*** Given records ***
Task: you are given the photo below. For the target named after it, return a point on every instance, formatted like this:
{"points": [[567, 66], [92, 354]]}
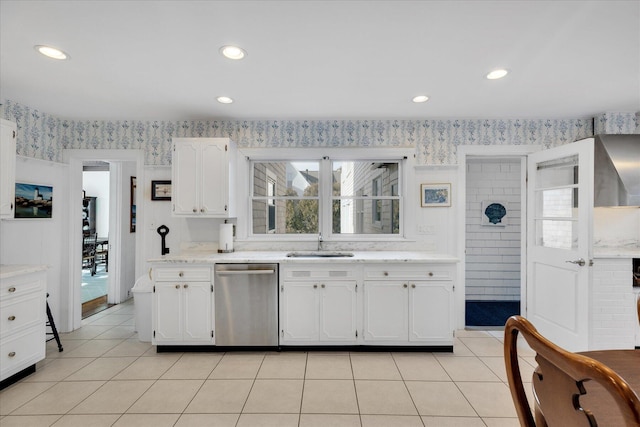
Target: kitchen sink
{"points": [[319, 254]]}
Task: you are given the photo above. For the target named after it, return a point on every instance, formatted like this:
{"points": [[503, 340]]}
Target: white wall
{"points": [[493, 252], [41, 241], [96, 184]]}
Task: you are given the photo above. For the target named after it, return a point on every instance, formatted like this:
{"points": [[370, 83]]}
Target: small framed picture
{"points": [[435, 195], [160, 190], [494, 213]]}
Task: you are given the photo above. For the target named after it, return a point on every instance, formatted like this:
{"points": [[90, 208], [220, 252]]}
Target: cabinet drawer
{"points": [[22, 350], [436, 272], [190, 274], [314, 273], [20, 286], [20, 313]]}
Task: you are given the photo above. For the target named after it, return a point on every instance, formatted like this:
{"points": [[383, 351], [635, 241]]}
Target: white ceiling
{"points": [[159, 60]]}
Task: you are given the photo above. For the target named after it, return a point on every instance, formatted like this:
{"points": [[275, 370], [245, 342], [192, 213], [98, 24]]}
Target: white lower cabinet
{"points": [[22, 327], [315, 309], [397, 304], [183, 306], [414, 305]]}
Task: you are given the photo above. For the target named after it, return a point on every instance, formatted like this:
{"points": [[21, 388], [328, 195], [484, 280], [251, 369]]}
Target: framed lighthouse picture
{"points": [[33, 201]]}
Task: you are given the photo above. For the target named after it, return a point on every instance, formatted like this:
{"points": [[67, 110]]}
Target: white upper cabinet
{"points": [[7, 168], [204, 177]]}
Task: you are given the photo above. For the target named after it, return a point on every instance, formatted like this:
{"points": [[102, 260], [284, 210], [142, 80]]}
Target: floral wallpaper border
{"points": [[44, 136]]}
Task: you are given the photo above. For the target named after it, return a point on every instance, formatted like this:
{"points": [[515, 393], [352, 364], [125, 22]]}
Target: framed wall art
{"points": [[494, 213], [160, 190], [33, 201], [435, 195]]}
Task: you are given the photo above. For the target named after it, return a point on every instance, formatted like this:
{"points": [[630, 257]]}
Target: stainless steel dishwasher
{"points": [[246, 304]]}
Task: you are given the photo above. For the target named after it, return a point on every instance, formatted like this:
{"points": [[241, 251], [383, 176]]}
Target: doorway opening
{"points": [[493, 240], [95, 235]]}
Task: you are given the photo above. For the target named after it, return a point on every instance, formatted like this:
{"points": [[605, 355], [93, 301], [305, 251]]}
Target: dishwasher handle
{"points": [[243, 272]]}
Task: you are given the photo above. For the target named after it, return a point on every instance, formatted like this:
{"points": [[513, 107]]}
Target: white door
{"points": [[431, 311], [385, 311], [338, 311], [186, 178], [215, 184], [559, 223], [299, 304]]}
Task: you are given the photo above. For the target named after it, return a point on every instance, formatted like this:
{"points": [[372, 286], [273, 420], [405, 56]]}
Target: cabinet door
{"points": [[169, 315], [186, 180], [385, 311], [338, 311], [430, 311], [215, 178], [198, 311], [299, 318], [7, 168]]}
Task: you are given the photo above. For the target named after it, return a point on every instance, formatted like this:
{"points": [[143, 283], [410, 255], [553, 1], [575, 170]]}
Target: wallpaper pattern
{"points": [[44, 136]]}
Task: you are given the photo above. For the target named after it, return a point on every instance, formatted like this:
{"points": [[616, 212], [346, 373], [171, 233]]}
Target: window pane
{"points": [[359, 216], [285, 216], [558, 203], [557, 234], [292, 178], [364, 178]]}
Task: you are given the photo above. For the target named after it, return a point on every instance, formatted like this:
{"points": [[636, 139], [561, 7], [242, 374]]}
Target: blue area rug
{"points": [[490, 313]]}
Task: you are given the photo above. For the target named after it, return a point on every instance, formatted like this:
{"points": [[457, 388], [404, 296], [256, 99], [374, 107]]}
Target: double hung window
{"points": [[332, 197]]}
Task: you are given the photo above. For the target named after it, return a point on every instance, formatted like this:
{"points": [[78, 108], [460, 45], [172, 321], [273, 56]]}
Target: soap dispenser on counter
{"points": [[225, 239]]}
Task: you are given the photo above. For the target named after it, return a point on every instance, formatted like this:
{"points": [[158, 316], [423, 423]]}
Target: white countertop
{"points": [[11, 270], [281, 257], [616, 252]]}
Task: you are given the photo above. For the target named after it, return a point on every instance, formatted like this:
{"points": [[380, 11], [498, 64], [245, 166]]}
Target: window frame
{"points": [[325, 156]]}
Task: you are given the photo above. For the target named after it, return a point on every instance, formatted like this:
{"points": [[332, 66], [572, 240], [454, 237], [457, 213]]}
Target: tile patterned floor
{"points": [[106, 377]]}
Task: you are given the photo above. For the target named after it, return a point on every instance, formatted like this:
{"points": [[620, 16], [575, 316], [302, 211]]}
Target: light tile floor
{"points": [[106, 377]]}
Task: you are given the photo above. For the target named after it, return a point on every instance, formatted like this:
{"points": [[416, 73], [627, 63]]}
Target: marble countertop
{"points": [[616, 252], [11, 270], [198, 257]]}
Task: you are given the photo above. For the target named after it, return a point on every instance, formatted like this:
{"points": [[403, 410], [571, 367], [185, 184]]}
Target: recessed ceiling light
{"points": [[52, 52], [224, 100], [497, 74], [233, 52]]}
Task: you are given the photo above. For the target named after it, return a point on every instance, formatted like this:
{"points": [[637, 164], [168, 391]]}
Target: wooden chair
{"points": [[89, 243], [559, 383]]}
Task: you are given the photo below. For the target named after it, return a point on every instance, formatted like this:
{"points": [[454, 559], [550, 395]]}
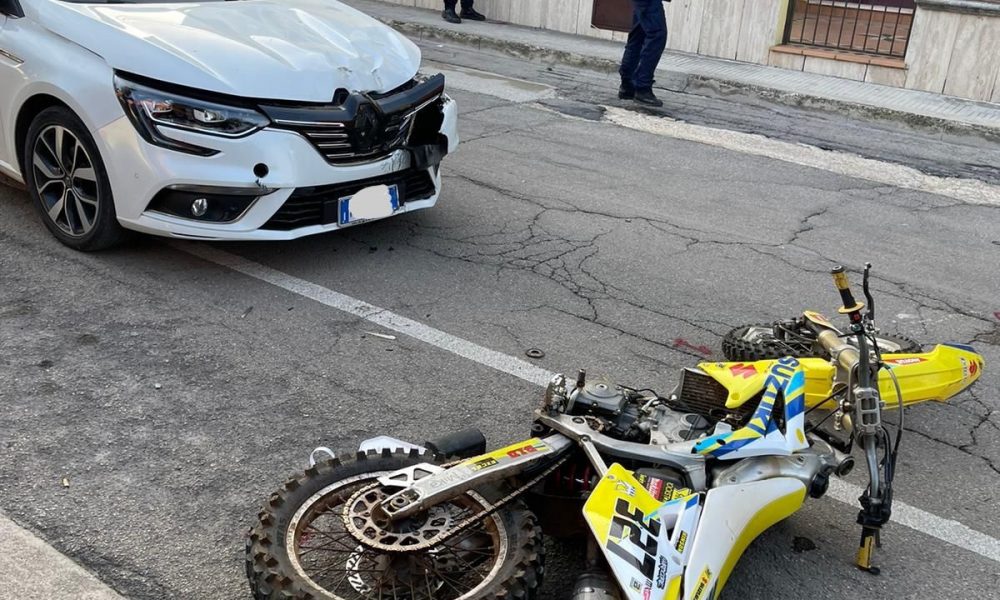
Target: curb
{"points": [[699, 85]]}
*** End of Given records ***
▶ **Action item**:
Can you retype every record above exactly, leaving out the pictures?

▶ **Solution below**:
Task: you are given the photo below. For the target named after it, return a point on every instance, formatted like this:
{"points": [[567, 66], [92, 354]]}
Target: kitchen sink
{"points": [[319, 254]]}
Task: you are given the photo above. For the target named after it, return a point on every instance, formatted like this:
{"points": [[503, 340]]}
Target: white wall
{"points": [[493, 252], [41, 241], [96, 184]]}
Task: you are given the photo above. For the target named after it, return a point on every instance, formatted like this:
{"points": [[370, 83]]}
Target: small framed picture
{"points": [[435, 195], [160, 190], [494, 213]]}
Task: you are given the photo above. For the target named after it, return a point on every instance, formatted like this:
{"points": [[90, 208], [220, 252]]}
Target: cabinet drawer
{"points": [[22, 350], [436, 272], [190, 274], [314, 273], [20, 286], [20, 313]]}
Task: you are given the photo above. For the target named after it, return a point on every instance, formatted like this:
{"points": [[383, 351], [635, 241]]}
Target: white ceiling
{"points": [[159, 60]]}
Task: you are given the photo above. For the target named after it, return a point on every instance, formatted like this:
{"points": [[275, 370], [245, 342], [192, 213], [98, 24]]}
Target: white lower cabinet
{"points": [[22, 327], [315, 309], [397, 304], [183, 306], [414, 305]]}
Task: you are given the photo above. For the target named after it, return a point on every instance, formatted like this:
{"points": [[21, 388], [328, 195], [484, 280], [251, 369]]}
Target: framed lighthouse picture
{"points": [[33, 201]]}
Task: you are given the photo above. For the target named after it, return a point on every instance, formatted like this:
{"points": [[67, 110]]}
Target: white upper cabinet
{"points": [[7, 168], [204, 177]]}
Task: you are given the photo above. For the target named after it, return a point on every instance, formatted like this:
{"points": [[102, 260], [284, 210], [142, 80]]}
Target: floral wallpaper border
{"points": [[44, 136]]}
Task: you are given the photo above. For the target named after it, return a point on every instance, formatted like this:
{"points": [[515, 393], [352, 364], [125, 22]]}
Target: framed wall art
{"points": [[494, 213], [160, 190], [33, 201], [435, 195]]}
Task: you are given the photo above. For the target named after it, return a point on every instance, formatted like this:
{"points": [[630, 257]]}
Target: stainless steel dishwasher
{"points": [[246, 304]]}
Task: you are given the photo above. For the target named after it, return a point on every instance, formatted like this:
{"points": [[241, 251], [383, 176]]}
Target: doorway opening
{"points": [[493, 240], [95, 235]]}
Task: you are given the photo above. For the target named after it, return a point on every instance, formatted like this:
{"points": [[605, 355], [93, 301], [305, 251]]}
Target: dishwasher handle
{"points": [[243, 272]]}
Task: you are given the photo above. For the target named after it, return a point on every instance, formatted like this:
{"points": [[513, 107]]}
Target: white door
{"points": [[431, 311], [385, 311], [338, 311], [186, 178], [215, 184], [559, 223], [299, 304]]}
Task: you are given the photo above. For the target named after it, return a point on every instance, formatted like this:
{"points": [[372, 286], [273, 420], [405, 56]]}
Target: cabinet door
{"points": [[169, 315], [186, 180], [385, 311], [338, 311], [430, 311], [215, 178], [198, 311], [299, 318], [7, 168]]}
Task: you are given the photo above. For the target named after it, return a point on every instance, formatted like this:
{"points": [[143, 283], [410, 255], [553, 1], [575, 170]]}
Target: wallpaper pattern
{"points": [[44, 136]]}
Task: you are given the photo above. For the target named after it, return a point on every instance, formatted like this:
{"points": [[616, 212], [346, 373], [171, 233]]}
Target: window pane
{"points": [[359, 216], [285, 216], [558, 203], [557, 234], [292, 178], [364, 178]]}
Task: you are given the photo above. For the target named after it, return a point on every instance, formatted like this:
{"points": [[636, 139], [561, 7], [242, 374]]}
Target: blue area rug
{"points": [[490, 313]]}
Task: you are given the photo above. For the target named after it, return a point on every instance, formatted like this:
{"points": [[457, 388], [404, 296], [256, 99], [374, 107]]}
Target: double hung window
{"points": [[332, 197]]}
Task: you are given the photo above. For the target named after it, return a point on every instance, formatted like this:
{"points": [[78, 108], [460, 45], [172, 321], [273, 56]]}
Target: soap dispenser on counter
{"points": [[225, 239]]}
Task: you are given the photo above. For the target named after it, return a point on every instance, formatted like this:
{"points": [[158, 316], [423, 423]]}
Target: white countertop
{"points": [[11, 270], [281, 257], [616, 252]]}
Task: you are given the photo above. For the target named after it, return a point on every instance, formatted like this:
{"points": [[380, 11], [498, 64], [245, 166]]}
Target: window frame
{"points": [[325, 156]]}
Task: you are given the photo above. For the target named after it, return a point on every instance, formatted like this:
{"points": [[332, 66], [572, 240], [454, 237], [457, 213]]}
Target: tile patterned floor
{"points": [[106, 377]]}
Task: you are given the photo above. For the target named after it, return a point on every instance, formatted like this:
{"points": [[620, 16], [575, 316], [302, 211]]}
Target: light tile floor
{"points": [[106, 377]]}
Task: you are given the photo above. For the target named after it, return a point on every instance, formatted like this:
{"points": [[416, 73], [627, 63]]}
Target: marble countertop
{"points": [[616, 252], [11, 270], [198, 257]]}
Task: you are given the photo above. For the target named after it, return a point on every instance, formatted like this:
{"points": [[403, 410], [571, 367], [185, 184]]}
Target: recessed ceiling light
{"points": [[52, 52], [224, 100], [497, 74], [233, 52]]}
Task: you are given the photo above. For the target named after it, return a point on every instance, formatted like this:
{"points": [[637, 164], [168, 391]]}
Target: wooden chair
{"points": [[89, 243], [559, 383]]}
Task: you are given the photo below. For the target named after it, return a point on every instance, formatted like this:
{"points": [[454, 559], [550, 395]]}
Target: curb
{"points": [[699, 85]]}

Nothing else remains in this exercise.